- _AUFGABE_:
Gib aus dem Text über den deutschen Föderalismus alles von „Gewiss wird der“ bis einschließlich „sein eigener Außenminister.“ wortgetreu wieder.

- _VORGEGEBENER TEXT_:
☆ ☆ ☆ ☆ ☆

Wolfgang Clement protestiert bei Lionel Jospin - ein unveröffentlichter Brief
Hamburg (ots)
Gewiss wird der deutsche Föderalismus mit Recht gepriesen. Irgendwie langweilig, aber verflixt verdienstvoll. Ein Exportgut nach außen, nach innen Teil des gewachsenen Selbstverständnisses. Die Ministerpräsidenten genießen die Rolle der Landesväter, und das nun schon so lange, dass ihnen der Ruhm ein bisschen zu Kopf gestiegen sein muss. Längst haben sie sich, verfassungsrechtlich komfortabel abgestützt, in Brüssel breit gemacht, manche - Edmund Stoiber zum Beispiel - halten sich dort häufiger oder lieber auf als in Berlin. Die Zaunkönige sind Mitregenten geworden. In dieser Logik liegt wohl auch der nächste Schritt: Der Ministerpräsident als sein eigener Außenminister.

☆ ☆ ☆ ☆ ☆

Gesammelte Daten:
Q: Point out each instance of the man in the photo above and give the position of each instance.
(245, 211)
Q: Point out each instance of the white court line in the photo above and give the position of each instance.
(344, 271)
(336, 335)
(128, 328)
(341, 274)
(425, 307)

☆ ☆ ☆ ☆ ☆

- _ERWARTETE ANTWORT_:
Gewiss wird der deutsche Föderalismus mit Recht gepriesen. Irgendwie langweilig, aber verflixt verdienstvoll. Ein Exportgut nach außen, nach innen Teil des gewachsenen Selbstverständnisses. Die Ministerpräsidenten genießen die Rolle der Landesväter, und das nun schon so lange, dass ihnen der Ruhm ein bisschen zu Kopf gestiegen sein muss. Längst haben sie sich, verfassungsrechtlich komfortabel abgestützt, in Brüssel breit gemacht, manche - Edmund Stoiber zum Beispiel - halten sich dort häufiger oder lieber auf als in Berlin. Die Zaunkönige sind Mitregenten geworden. In dieser Logik liegt wohl auch der nächste Schritt: Der Ministerpräsident als sein eigener Außenminister.